## ACTIVITY 1
According to the article header, when was the article published?
## ACTIVITY 2
Based on the article header, does each statement agree with it? Answer yes or no for each and quote the words that decide it.
(a) The article was accepted in December 2013.
(b) The license restricts reproduction of the article.
(c) The outbreaks studied occurred in commercial layer flocks.

## EXCERPT
----------------------------------------
Table of Contents
ISRN Veterinary Science
Volume 2014, Article ID 916412, 9 pages
http://dx.doi.org/10.1155/2014/916412
Research Article

Genetic Characterization of Infectious Bursal Disease Viruses Associated with Gumboro Outbreaks in Commercial Broilers from Asyut Province, Egypt

Department of Poultry Diseases, Faculty of Veterinary Medicine, Asyut University, Asyut 71515, Egypt

Received 8 October 2013; Accepted 18 December 2013; Published 9 February 2014

Academic Editors: M. Benko, H. Fukushi, and M. H. Kogut

Copyright © 2014 Moemen A. Mohamed et al. This is an open access article distributed under the Creative Commons Attribution License, which permits unrestricted use, distribution, and reproduction in any medium, provided the original work is properly cited.
----------------------------------------
Stored records:
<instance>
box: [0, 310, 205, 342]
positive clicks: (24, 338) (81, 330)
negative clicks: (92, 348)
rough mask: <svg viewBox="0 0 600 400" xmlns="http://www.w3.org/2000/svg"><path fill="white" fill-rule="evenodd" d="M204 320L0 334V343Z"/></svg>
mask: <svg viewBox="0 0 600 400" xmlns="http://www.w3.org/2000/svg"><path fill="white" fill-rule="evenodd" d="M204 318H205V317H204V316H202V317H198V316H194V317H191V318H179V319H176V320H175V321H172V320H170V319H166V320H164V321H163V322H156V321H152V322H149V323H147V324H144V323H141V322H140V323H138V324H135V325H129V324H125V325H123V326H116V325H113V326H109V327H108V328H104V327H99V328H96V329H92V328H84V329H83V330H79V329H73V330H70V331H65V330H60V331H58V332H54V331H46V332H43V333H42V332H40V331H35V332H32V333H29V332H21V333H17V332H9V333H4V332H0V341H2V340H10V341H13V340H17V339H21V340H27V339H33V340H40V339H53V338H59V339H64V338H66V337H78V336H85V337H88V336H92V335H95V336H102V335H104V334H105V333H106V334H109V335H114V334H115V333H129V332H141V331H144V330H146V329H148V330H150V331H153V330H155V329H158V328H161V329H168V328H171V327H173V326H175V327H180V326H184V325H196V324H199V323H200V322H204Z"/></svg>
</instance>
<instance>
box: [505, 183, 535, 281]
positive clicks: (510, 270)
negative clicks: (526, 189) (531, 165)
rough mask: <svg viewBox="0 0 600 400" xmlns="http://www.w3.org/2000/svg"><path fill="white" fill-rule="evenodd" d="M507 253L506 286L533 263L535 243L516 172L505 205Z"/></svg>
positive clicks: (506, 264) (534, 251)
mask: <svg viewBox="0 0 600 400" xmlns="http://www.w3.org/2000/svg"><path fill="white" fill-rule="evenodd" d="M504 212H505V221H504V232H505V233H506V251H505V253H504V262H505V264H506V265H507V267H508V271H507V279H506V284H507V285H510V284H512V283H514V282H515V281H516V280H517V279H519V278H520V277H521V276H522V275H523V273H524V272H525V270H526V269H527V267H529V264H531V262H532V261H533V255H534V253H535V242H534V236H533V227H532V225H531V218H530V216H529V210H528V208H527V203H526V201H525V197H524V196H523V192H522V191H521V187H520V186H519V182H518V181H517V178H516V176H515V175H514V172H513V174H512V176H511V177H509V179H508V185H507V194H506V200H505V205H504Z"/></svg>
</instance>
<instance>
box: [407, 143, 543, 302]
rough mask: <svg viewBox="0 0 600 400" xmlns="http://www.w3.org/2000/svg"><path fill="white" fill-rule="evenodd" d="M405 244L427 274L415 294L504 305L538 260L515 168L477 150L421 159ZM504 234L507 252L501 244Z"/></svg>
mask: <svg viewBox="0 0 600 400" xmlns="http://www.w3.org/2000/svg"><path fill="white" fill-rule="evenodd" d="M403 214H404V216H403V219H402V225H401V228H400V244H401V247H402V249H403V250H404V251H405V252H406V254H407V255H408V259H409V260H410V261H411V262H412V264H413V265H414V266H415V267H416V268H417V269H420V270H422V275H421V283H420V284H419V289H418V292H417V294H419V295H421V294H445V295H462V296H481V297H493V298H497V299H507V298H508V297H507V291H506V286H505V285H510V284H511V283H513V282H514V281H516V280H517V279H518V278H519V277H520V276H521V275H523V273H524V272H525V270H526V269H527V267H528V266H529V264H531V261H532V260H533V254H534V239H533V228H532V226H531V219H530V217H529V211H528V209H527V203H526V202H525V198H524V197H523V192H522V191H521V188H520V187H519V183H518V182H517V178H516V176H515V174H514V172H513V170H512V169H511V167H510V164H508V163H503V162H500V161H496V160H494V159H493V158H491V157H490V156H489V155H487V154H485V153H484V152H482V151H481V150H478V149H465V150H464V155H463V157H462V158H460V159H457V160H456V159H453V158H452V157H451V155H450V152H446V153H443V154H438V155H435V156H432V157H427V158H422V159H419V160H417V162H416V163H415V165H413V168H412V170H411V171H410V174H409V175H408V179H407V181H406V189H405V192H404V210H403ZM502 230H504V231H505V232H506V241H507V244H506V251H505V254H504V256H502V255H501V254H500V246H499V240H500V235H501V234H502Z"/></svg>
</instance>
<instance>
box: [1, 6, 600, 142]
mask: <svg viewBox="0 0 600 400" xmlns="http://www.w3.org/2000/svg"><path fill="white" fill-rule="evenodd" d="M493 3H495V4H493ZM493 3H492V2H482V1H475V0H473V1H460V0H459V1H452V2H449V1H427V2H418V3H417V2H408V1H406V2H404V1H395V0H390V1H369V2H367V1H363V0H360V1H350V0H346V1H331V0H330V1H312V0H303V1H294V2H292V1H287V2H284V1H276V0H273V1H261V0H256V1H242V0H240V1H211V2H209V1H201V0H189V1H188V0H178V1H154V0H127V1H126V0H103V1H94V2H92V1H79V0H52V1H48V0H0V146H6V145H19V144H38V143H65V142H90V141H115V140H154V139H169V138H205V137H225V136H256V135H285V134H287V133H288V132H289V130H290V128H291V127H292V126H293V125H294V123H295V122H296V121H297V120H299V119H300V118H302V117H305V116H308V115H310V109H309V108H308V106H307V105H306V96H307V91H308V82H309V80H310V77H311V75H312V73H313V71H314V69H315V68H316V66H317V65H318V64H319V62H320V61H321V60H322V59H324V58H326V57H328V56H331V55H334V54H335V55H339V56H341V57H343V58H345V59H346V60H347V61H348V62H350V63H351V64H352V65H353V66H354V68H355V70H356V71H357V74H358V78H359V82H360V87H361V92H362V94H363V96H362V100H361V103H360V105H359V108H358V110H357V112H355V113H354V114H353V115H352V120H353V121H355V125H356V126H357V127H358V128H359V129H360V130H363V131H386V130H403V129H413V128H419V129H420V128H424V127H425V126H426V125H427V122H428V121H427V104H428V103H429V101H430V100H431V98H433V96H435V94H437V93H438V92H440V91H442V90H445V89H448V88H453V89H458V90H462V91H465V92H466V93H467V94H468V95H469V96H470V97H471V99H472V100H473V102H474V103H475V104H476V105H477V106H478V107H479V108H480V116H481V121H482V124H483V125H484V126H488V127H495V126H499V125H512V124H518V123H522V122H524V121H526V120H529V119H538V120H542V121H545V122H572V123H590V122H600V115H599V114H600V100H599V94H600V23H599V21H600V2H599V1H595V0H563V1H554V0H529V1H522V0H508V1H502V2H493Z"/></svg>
----------------------------------------
## TASK RESPONSE 1
9 February 2014

## TASK RESPONSE 2
(a) Yes: "Accepted 18 December 2013"
(b) No: "permits unrestricted use, distribution, and reproduction in any medium"
(c) No: "Gumboro Outbreaks in Commercial Broilers"